### ABOUT THIS TASK
Nothing but the lines from the one containing "Each <instance> block may" through the last line of the records below should be written out, each exactly as it stands.

### INPUT
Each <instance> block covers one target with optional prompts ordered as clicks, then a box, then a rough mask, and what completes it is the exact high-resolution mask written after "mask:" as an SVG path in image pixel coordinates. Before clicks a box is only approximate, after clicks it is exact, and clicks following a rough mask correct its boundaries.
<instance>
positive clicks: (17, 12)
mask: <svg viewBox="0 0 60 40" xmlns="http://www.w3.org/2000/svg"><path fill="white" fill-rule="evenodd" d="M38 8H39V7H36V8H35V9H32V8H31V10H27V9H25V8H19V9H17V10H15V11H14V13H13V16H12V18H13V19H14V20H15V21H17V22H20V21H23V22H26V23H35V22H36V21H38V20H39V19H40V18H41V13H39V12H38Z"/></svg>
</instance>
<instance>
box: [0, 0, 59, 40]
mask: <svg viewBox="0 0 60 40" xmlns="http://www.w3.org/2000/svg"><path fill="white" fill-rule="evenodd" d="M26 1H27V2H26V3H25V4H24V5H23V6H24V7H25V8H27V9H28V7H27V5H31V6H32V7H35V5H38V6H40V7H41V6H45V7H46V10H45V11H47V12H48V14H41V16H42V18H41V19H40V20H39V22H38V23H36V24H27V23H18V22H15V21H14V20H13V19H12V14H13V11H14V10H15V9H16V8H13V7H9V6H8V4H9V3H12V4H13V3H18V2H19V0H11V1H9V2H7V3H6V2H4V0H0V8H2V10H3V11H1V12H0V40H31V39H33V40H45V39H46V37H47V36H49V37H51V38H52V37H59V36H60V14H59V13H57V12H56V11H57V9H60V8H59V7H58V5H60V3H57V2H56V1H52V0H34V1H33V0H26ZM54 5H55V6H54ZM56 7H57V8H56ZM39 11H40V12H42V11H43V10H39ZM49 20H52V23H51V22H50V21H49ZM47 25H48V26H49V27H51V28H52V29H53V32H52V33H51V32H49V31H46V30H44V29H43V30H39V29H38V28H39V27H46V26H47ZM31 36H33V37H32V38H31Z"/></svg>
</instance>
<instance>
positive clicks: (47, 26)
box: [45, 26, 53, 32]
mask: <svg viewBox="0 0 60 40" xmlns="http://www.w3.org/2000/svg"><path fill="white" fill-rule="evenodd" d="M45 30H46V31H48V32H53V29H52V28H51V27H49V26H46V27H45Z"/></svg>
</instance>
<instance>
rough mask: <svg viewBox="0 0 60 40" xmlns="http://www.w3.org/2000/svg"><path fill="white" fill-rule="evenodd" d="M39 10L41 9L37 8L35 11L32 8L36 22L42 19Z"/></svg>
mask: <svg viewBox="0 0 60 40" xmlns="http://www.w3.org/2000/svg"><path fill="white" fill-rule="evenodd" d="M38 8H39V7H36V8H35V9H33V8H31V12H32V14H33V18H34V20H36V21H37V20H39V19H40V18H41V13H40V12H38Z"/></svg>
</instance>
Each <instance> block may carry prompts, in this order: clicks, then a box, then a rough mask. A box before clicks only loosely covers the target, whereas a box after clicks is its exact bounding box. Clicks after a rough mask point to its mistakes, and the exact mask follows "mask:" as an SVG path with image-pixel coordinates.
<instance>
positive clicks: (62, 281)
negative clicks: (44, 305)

### TASK RESPONSE
Each <instance> block may carry prompts, in this order: clicks, then a box, then a rough mask. A box before clicks only loosely covers the target, whereas a box after clicks is its exact bounding box. Clicks after a rough mask point to its mistakes, and the exact mask follows "mask:" as an SVG path with image-pixel coordinates.
<instance>
positive clicks: (62, 281)
negative clicks: (44, 305)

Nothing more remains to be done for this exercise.